* BEGIN Extracted entries *

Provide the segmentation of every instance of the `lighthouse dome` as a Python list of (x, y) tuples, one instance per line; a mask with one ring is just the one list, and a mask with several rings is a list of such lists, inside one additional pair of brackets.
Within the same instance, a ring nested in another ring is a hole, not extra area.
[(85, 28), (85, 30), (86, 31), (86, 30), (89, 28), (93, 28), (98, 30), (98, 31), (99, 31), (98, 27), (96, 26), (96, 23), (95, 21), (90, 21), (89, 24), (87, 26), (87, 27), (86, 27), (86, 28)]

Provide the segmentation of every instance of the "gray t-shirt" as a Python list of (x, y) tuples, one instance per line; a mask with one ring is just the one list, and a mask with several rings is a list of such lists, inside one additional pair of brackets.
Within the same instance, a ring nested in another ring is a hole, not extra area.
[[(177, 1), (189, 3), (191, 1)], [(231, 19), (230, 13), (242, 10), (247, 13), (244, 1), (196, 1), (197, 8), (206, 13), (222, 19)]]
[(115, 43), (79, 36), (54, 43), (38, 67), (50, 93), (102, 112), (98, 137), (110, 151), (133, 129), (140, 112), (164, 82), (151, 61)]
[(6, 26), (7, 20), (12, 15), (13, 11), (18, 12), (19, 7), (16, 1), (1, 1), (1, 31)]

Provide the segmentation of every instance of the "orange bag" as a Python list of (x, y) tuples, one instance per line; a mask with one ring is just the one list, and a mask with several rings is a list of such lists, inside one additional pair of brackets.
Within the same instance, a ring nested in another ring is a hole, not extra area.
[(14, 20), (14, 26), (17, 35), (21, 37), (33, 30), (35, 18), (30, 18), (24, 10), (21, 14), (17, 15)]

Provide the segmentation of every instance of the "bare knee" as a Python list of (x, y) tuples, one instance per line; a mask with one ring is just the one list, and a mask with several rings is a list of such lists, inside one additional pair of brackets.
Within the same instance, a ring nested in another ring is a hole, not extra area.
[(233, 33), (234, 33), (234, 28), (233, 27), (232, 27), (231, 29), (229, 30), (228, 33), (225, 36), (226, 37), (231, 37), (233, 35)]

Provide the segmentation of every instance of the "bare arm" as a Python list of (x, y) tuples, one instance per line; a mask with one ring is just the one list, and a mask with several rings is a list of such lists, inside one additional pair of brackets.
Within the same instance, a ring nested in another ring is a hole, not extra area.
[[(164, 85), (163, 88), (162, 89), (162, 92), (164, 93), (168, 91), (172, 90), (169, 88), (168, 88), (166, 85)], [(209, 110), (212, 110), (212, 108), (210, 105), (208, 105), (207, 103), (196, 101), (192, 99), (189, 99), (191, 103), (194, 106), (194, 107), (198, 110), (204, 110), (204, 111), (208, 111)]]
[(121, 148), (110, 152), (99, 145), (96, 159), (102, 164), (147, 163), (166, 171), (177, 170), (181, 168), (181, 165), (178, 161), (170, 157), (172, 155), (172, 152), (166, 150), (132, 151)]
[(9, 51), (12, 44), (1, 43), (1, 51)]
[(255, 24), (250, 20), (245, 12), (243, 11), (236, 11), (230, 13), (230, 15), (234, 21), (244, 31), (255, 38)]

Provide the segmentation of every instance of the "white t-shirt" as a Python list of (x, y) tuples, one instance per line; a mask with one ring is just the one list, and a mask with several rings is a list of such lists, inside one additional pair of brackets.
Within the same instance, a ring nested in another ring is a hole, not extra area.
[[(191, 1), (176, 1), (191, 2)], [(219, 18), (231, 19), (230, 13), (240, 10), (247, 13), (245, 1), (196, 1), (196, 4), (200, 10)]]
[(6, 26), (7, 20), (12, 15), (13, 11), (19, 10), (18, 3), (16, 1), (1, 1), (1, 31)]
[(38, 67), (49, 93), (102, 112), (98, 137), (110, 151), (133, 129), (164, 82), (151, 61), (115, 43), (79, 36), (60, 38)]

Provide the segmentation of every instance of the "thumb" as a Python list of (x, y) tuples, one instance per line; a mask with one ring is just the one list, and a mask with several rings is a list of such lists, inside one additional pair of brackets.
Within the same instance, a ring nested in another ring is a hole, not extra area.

* END Extracted entries *

[Aim of the exercise]: Extract the lines of the data from the first line through the line that contains "14), (17, 15)]", and reproduce them unchanged.

[Worked solution]:
Provide the segmentation of every instance of the `lighthouse dome` as a Python list of (x, y) tuples, one instance per line; a mask with one ring is just the one list, and a mask with several rings is a list of such lists, inside one additional pair of brackets.
Within the same instance, a ring nested in another ring is a hole, not extra area.
[(85, 28), (85, 30), (86, 31), (86, 30), (89, 28), (93, 28), (98, 30), (98, 31), (99, 31), (98, 27), (96, 26), (96, 23), (95, 21), (90, 21), (89, 24), (87, 26), (87, 27), (86, 27), (86, 28)]

Provide the segmentation of every instance of the "gray t-shirt" as a Python list of (x, y) tuples, one instance per line; a mask with one ring is just the one list, and a mask with several rings is a list of such lists, inside one additional pair of brackets.
Within the same instance, a ring nested in another ring is a hole, not extra area.
[[(177, 1), (189, 3), (191, 1)], [(231, 19), (230, 13), (242, 10), (247, 13), (244, 1), (196, 1), (197, 8), (206, 13), (222, 19)]]
[(115, 43), (79, 36), (54, 43), (38, 67), (50, 93), (102, 112), (98, 137), (110, 151), (133, 129), (140, 112), (164, 82), (151, 61)]
[(6, 26), (7, 20), (12, 15), (13, 11), (18, 12), (19, 7), (16, 1), (1, 1), (1, 31)]

Provide the segmentation of every instance of the "orange bag" as a Python list of (x, y) tuples, one instance per line; a mask with one ring is just the one list, and a mask with several rings is a list of such lists, inside one additional pair of brackets.
Within the same instance, a ring nested in another ring is a hole, not extra area.
[(14, 20), (14, 26), (17, 35), (21, 37), (33, 30), (35, 18), (30, 18), (24, 10), (21, 14), (17, 15)]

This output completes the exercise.